■ REQUIRED WORK
1. Could you transcribe the part of the passage about Samsung's Global Strategy Group that begins at the words "Business within the" and stops after "of European languages."?
2. How would you put this sentence from the passage about Samsung's Global Strategy Group into Spanish: "Business within the GSG is conducted in English, and group employees receive four hours of Korean lessons a week."

■ PASSAGE PROVIDED

•••

GSG employees sign two-year contracts, with a view toward transitioning out of the group into line management. The group’s relationship with Tuck has been good for the school, its graduates, and Samsung. The company offers more than a chance to work internationally; it provides a unique opportunity to work in Asia within one of the region’s most highly regarded companies. “When Samsung comes to the Tuck campus, it’s a packed room,” Masland says.
Working with Samsung in Korea is a more thorough cultural immersion than simply working for a consulting firm in Brazil or an investment bank in Hong Kong. “Our group occupies one floor of a 44-floor building. When I step into an elevator, everyone knows what floor I’m going to,” says Andrew Persson T’10, who is 6’2”. Korea is one of the most homogenous nations on earth, and though adults are far too polite to stare, kids sometimes swarm non-Koreans. English-immersion schools are common in Korea, and children are eager to try their skills with a native speaker, says Person.
Business within the GSG is conducted in English, and group employees receive four hours of Korean lessons a week. Still, the language barrier can be isolating. Though many Koreans have a rudimentary knowledge of English—when Persson holds a door for someone, they never fail to thank him in English—career advancement outside of the GSG can be limited by proficiency in Korean, a language that is notoriously difficult for speakers of European languages.
In many ways, the Korean business culture is equally opaque. The Samsung organization is more hierarchical than western companies, and relationships play an even greater role. “A few months ago I was tasked to a new project that was being run by one of the vice presidents,” says Curtis Gasser T’09. “We went to his office for a kickoff meeting and made small talk for about 15 minutes. Then he stood up; the meeting was over.” Before Gasser and his colleagues were ushered out the door, the VP invited them to a second meeting—to discuss the agenda for a third.
“We needed to build a relationship before we could actually start working together,” Gasser says. Once that relationship was established, the project moved ahead quickly. “Korea has what they call a bali-bali culture. Once an order comes down, employees will work all night to get it done.” Tuck prepares students exceptionally well for that type of environment, because they are used to working in teams. When the order comes down, it’s up to the team to make it happen, Gasser says.
The Global Strategy Group is a good example of that kind of focused effort, serving as a kind of in-house consulting team and helping to develop new businesses. The Samsung effort is part of a larger transition of the South Korean economy away from manufacturing toward a technology and service-based economy. The shift is a necessary response to Korea’s meteoric growth. When the armistice ending the Korean War was signed in 1953, Korea was one of the poorest nations on earth. Now it is among the wealthiest, with a per-capita GDP of more than $30,000 and a seat on the G-20 as the world’s 15th-largest economy. The growth, averaging more than 8 percent annually from 1962 to 1989, was fueled by heavy industry such as shipbuilding, automobiles, and armaments, as well as consumer electronics. But as Korea has become wealthier and wages have grown, the relative advantage of its industrious, welleducated workforce has declined. The answer, Samsung is betting, is in services.
The company is staking the effort on people like Blumovich and Gasser, and Persson. Their GSG colleagues come from a cross-section of potential markets: India, Italy, Germany, Brazil, the United Kingdom—Gasser and Persson both hail from the United States. The five members of Tuck’s 2011 graduating class headed to Samsung later this year hail from Argentina, France, Canada, and the United States.

•••

■ DATA SHOWN
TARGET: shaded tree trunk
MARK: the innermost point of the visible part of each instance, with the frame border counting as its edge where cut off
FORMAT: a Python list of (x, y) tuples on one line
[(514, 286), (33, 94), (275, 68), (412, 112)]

•••

■ ANSWERS BELOW
1.
Business within the GSG is conducted in English, and group employees receive four hours of Korean lessons a week. Still, the language barrier can be isolating. Though many Koreans have a rudimentary knowledge of English—when Persson holds a door for someone, they never fail to thank him in English—career advancement outside of the GSG can be limited by proficiency in Korean, a language that is notoriously difficult for speakers of European languages.

2. Las actividades comerciales dentro del GSG se llevan a cabo en inglés, y los empleados del grupo reciben cuatro horas de clases de coreano a la semana.